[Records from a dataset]
+++

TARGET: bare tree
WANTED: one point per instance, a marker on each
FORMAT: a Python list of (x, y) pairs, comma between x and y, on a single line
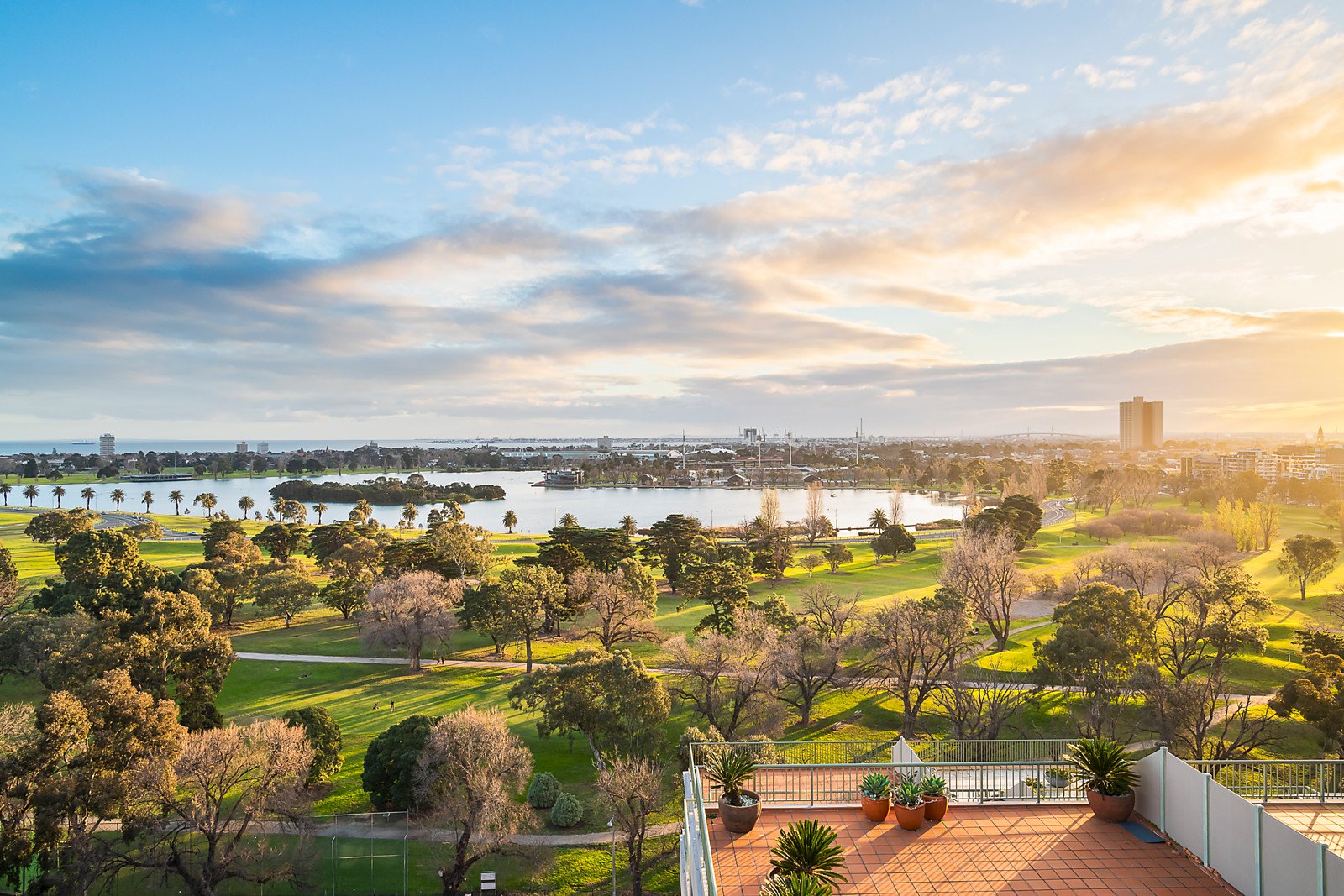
[(226, 785), (983, 566), (811, 658), (624, 602), (730, 680), (632, 790), (914, 644), (412, 611), (468, 777)]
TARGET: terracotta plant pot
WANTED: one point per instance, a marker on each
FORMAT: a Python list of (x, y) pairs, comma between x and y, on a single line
[(911, 819), (739, 820), (1113, 809), (875, 809)]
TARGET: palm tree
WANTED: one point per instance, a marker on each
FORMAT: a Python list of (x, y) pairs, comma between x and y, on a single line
[(207, 501)]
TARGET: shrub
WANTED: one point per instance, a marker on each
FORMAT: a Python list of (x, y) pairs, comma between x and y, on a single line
[(543, 790), (566, 812)]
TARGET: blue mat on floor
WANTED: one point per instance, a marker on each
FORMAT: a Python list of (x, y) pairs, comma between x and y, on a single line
[(1142, 832)]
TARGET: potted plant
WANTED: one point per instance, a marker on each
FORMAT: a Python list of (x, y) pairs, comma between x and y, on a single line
[(934, 790), (738, 808), (1105, 768), (808, 848), (909, 804), (875, 795)]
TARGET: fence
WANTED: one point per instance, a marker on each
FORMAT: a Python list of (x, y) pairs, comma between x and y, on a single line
[(1253, 852)]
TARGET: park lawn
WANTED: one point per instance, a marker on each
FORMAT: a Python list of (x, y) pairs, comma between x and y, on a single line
[(262, 689)]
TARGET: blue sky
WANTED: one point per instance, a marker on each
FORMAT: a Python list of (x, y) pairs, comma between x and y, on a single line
[(427, 219)]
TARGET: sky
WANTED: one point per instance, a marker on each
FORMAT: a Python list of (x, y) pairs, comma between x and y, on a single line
[(239, 219)]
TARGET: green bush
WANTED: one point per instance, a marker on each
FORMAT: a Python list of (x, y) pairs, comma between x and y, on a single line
[(543, 790), (566, 812)]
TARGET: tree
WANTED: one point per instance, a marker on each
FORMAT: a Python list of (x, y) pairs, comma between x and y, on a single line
[(228, 785), (282, 540), (1308, 559), (669, 543), (323, 735), (389, 777), (622, 602), (412, 611), (632, 790), (729, 679), (811, 658), (71, 777), (916, 642), (470, 778), (893, 542), (609, 699), (837, 555), (535, 594), (286, 593), (983, 566)]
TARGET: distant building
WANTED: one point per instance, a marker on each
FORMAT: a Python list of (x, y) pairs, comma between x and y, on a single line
[(1140, 425)]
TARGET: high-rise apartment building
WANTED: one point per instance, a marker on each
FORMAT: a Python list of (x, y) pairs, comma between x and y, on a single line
[(1140, 425)]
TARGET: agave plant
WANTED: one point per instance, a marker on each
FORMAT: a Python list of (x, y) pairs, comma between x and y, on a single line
[(909, 794), (933, 786), (732, 770), (808, 848), (875, 785), (1102, 765), (795, 886)]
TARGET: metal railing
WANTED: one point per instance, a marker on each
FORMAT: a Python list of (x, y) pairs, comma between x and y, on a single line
[(1278, 779)]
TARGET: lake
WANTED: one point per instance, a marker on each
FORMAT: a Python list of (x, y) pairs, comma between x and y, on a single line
[(537, 508)]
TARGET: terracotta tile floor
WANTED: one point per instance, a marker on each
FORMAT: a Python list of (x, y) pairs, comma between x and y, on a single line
[(978, 849), (1323, 824)]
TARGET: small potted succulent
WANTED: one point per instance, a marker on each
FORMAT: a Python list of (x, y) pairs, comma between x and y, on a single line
[(909, 804), (1105, 768), (875, 795), (732, 770), (934, 790)]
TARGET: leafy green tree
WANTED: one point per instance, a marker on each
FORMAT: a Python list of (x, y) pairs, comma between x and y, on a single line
[(323, 735), (389, 777), (609, 699), (286, 593), (1308, 559), (669, 543), (282, 540)]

+++

> _What to produce_:
Render all of the lines above as a Markdown table with two columns, Row and Line: put the row number in Row and the line itself in Line. Skip any blank lines and leave the pictures out.

> _Correct result_:
| Row | Line |
|---|---|
| 1 | TARGET: bare tree |
| 2 | WANTED: one point per instance, a marker on each |
| 3 | FORMAT: a Python list of (x, y) pairs, comma between x and y, on a single line |
| 4 | [(226, 785), (983, 566), (811, 658), (624, 602), (730, 680), (632, 790), (914, 644), (412, 611), (468, 777)] |
| 5 | TARGET: terracotta plant pot |
| 6 | WANTED: one point per instance, a marker on each |
| 7 | FORMAT: a Python list of (x, y) pairs, comma between x and y, on a single line |
| 8 | [(911, 819), (739, 820), (1113, 809), (875, 809)] |
| 9 | TARGET: palm tree |
| 10 | WANTED: one point per instance, a marker on each |
| 11 | FORMAT: a Python list of (x, y) pairs, comma between x and y, on a single line |
| 12 | [(207, 501)] |
| 13 | TARGET: shrub |
| 14 | WANTED: one point per instance, a marker on each |
| 15 | FORMAT: a Python list of (x, y) pairs, comma between x and y, on a single line |
| 16 | [(543, 790), (566, 812)] |
| 17 | TARGET: blue mat on floor |
| 18 | WANTED: one point per instance, a marker on each |
| 19 | FORMAT: a Python list of (x, y) pairs, comma between x and y, on a single line |
| 20 | [(1142, 832)] |
| 21 | TARGET: potted plant |
| 22 | WANTED: one point per instance, a marker on each |
| 23 | FORMAT: a Python list of (x, y) pairs, comma between x and y, on a single line |
| 24 | [(934, 790), (738, 808), (1105, 768), (808, 848), (909, 804), (875, 795)] |
| 25 | TARGET: fence |
| 26 | WANTED: one point per instance, a marker on each |
| 27 | FORMAT: a Python list of (x, y) pairs, comma between x and y, on a single line |
| 28 | [(1253, 852)] |
| 29 | TARGET: park lawn |
| 30 | WANTED: one point per instance, a marker on each |
| 31 | FORMAT: a Python list of (x, y) pairs, comma between x and y, on a single line |
| 32 | [(262, 689)] |
| 33 | TARGET: blue sky |
| 34 | WANTED: one point per instance, a marker on each |
| 35 | FORMAT: a Python list of (x, y) pairs, comma between x and y, on a single line |
| 36 | [(427, 219)] |
| 37 | TARGET: sky |
| 38 | WANTED: one point per instance, a marker on each |
| 39 | FORMAT: a Python list of (x, y) pairs, comma between x and y, on a single line |
| 40 | [(239, 219)] |
| 41 | TARGET: green bush |
| 42 | WANTED: one point per instance, a marker on each |
| 43 | FORMAT: a Python list of (x, y) pairs, comma between x and y, on a single line |
| 44 | [(543, 790), (566, 812)] |
| 45 | TARGET: tree |
| 46 | WANTED: one point per instance, a marker on each |
| 47 | FORMAT: a Python list of (x, y) pairs, comma between x and y, on a single line |
| 48 | [(228, 785), (282, 540), (1308, 559), (669, 543), (323, 735), (389, 777), (622, 602), (412, 611), (632, 790), (729, 679), (811, 658), (71, 777), (916, 642), (470, 778), (893, 542), (609, 699), (837, 555), (535, 594), (286, 593), (983, 566)] |
| 49 | TARGET: distant building |
| 50 | WANTED: one point per instance, a marker on each |
| 51 | FORMAT: a Python list of (x, y) pairs, comma between x and y, on a single line |
| 52 | [(1140, 425)] |
| 53 | TARGET: high-rise apartment building |
| 54 | WANTED: one point per instance, a marker on each |
| 55 | FORMAT: a Python list of (x, y) pairs, comma between x and y, on a single line |
| 56 | [(1140, 425)] |
| 57 | TARGET: agave plant |
| 58 | WANTED: one point per instance, a marker on each |
| 59 | FORMAT: a Python list of (x, y) pairs, comma between x and y, on a single line |
| 60 | [(909, 794), (933, 786), (732, 770), (808, 848), (875, 785), (1102, 765), (795, 886)] |
| 61 | TARGET: metal railing |
| 62 | WANTED: one point per instance, a marker on each |
| 63 | FORMAT: a Python list of (x, y) pairs, comma between x and y, on a single line |
| 64 | [(1278, 779)] |
| 65 | TARGET: lake |
| 66 | WANTED: one point per instance, a marker on each |
| 67 | FORMAT: a Python list of (x, y) pairs, comma between x and y, on a single line |
| 68 | [(537, 508)] |
| 69 | TARGET: terracotta tile floor |
| 70 | WANTED: one point per instance, a marker on each |
| 71 | FORMAT: a Python list of (x, y) pairs, comma between x and y, on a single line |
| 72 | [(978, 849), (1323, 824)] |
| 73 | TARGET: small potted succulent |
| 74 | WANTED: one point per instance, a marker on each |
| 75 | FORMAT: a Python list of (x, y) pairs, comma between x and y, on a single line |
| 76 | [(909, 804), (1105, 768), (875, 795), (732, 770), (934, 790)] |
| 77 | TARGET: leafy green tree |
| 78 | WANTED: one point per instance, a marker on each |
| 79 | FORMAT: a Python list of (x, y) pairs, comma between x and y, on a single line |
| 80 | [(323, 735), (389, 777), (609, 699), (286, 593), (1308, 559), (669, 543), (282, 540)] |